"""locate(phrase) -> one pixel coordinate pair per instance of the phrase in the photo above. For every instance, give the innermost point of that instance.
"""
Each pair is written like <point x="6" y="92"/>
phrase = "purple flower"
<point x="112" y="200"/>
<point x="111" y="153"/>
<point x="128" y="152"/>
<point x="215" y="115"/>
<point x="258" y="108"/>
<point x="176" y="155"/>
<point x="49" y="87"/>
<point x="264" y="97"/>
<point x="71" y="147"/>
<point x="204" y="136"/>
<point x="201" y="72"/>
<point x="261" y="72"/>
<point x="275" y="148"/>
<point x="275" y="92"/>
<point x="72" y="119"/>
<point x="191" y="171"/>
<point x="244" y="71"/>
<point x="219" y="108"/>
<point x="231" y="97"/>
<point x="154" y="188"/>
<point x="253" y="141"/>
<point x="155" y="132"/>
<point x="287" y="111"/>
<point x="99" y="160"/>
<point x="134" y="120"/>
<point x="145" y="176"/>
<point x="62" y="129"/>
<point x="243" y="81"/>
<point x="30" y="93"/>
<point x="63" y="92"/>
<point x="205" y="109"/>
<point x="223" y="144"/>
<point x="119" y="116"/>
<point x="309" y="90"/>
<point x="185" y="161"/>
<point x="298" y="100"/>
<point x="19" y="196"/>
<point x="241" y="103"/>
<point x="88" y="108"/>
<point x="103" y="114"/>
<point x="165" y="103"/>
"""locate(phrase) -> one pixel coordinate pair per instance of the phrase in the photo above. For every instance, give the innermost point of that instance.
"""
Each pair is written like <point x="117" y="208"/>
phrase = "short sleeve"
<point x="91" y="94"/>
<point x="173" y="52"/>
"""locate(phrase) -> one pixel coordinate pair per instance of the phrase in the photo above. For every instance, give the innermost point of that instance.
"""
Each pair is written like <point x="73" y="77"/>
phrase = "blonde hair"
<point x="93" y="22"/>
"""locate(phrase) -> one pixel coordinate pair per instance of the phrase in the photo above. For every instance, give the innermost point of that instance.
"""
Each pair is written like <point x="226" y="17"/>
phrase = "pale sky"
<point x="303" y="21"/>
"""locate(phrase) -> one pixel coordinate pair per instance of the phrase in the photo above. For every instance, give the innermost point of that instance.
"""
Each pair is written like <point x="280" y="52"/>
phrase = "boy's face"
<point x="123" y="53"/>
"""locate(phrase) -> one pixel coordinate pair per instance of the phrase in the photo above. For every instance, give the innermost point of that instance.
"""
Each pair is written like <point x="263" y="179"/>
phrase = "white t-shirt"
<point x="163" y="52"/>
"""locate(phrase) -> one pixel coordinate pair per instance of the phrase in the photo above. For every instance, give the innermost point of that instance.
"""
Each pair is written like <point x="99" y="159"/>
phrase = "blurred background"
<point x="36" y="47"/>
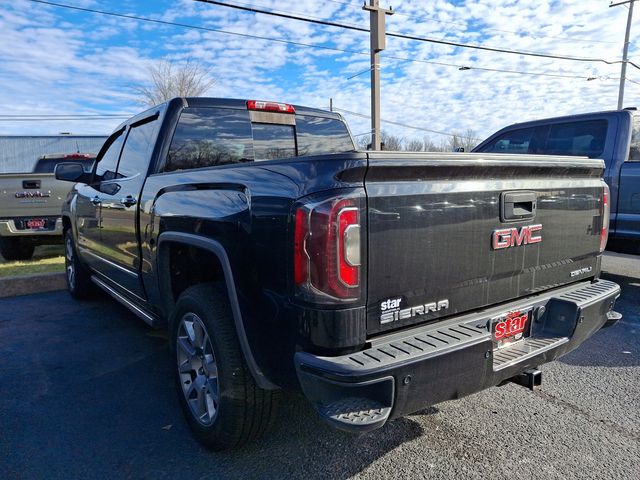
################
SHORT EXERCISE -
Count the lines in the material above that contain the string "written", and reply with that number alone.

ANSWER TO THIS TASK -
7